#### DATA EXCERPTS:
■ ■ ■ ■ ■

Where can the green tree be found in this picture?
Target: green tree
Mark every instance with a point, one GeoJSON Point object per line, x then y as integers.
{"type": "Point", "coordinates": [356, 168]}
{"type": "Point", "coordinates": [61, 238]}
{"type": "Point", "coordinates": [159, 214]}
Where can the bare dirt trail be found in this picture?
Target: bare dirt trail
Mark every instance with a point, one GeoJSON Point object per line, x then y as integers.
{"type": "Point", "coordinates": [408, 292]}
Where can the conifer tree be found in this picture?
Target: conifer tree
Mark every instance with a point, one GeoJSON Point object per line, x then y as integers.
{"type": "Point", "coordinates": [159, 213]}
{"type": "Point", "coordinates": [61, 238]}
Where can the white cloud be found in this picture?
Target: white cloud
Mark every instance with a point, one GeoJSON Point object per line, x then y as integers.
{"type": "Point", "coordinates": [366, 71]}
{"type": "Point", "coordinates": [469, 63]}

■ ■ ■ ■ ■

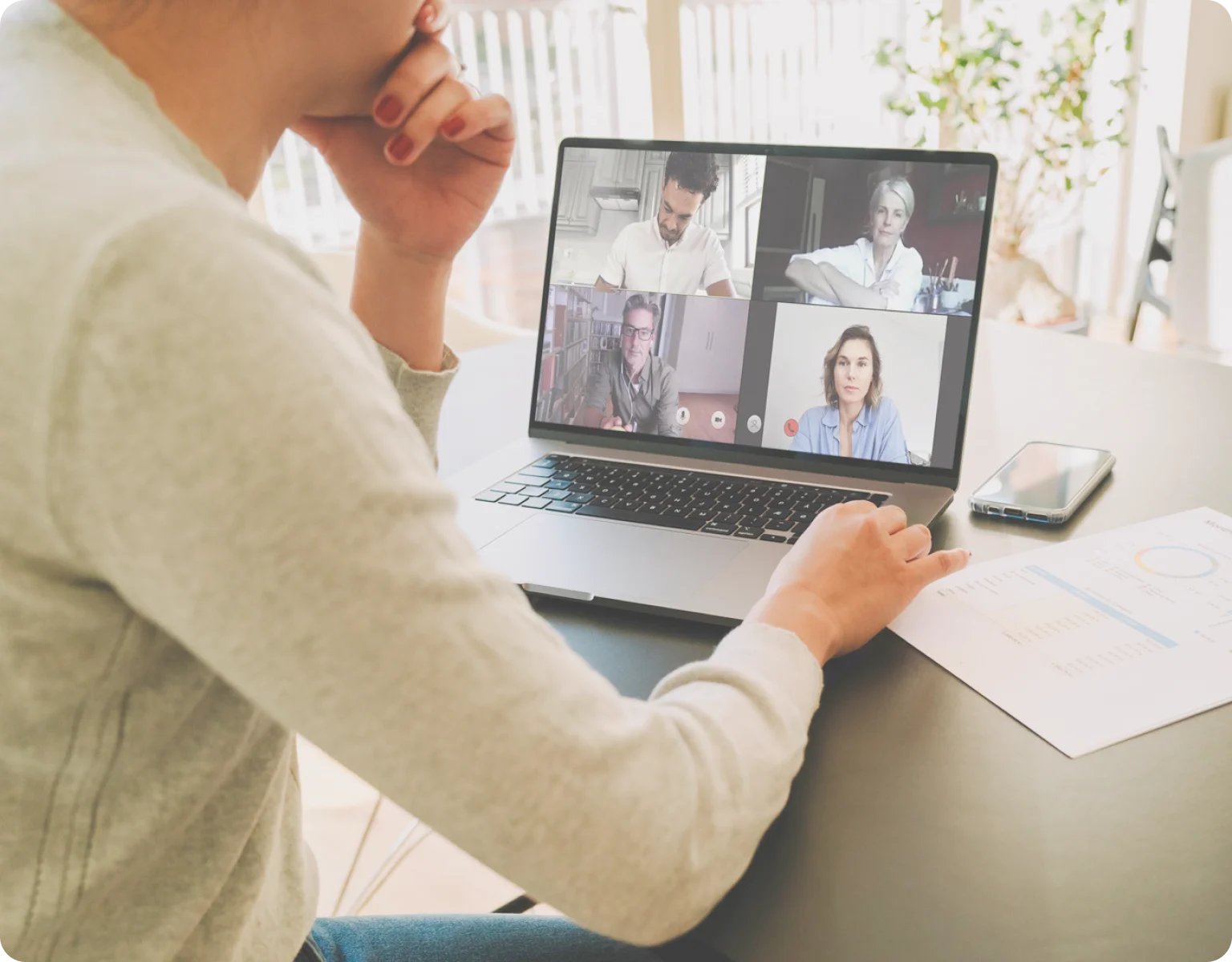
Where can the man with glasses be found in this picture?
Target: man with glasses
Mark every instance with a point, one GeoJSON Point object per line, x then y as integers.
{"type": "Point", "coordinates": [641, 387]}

■ ■ ■ ■ ■

#### EXERCISE AIM:
Copy out the lines of the data where the word "trail" can be found.

#### WORKED SOLUTION:
Where can the bare dirt trail be found in this picture?
Target: bare dirt trail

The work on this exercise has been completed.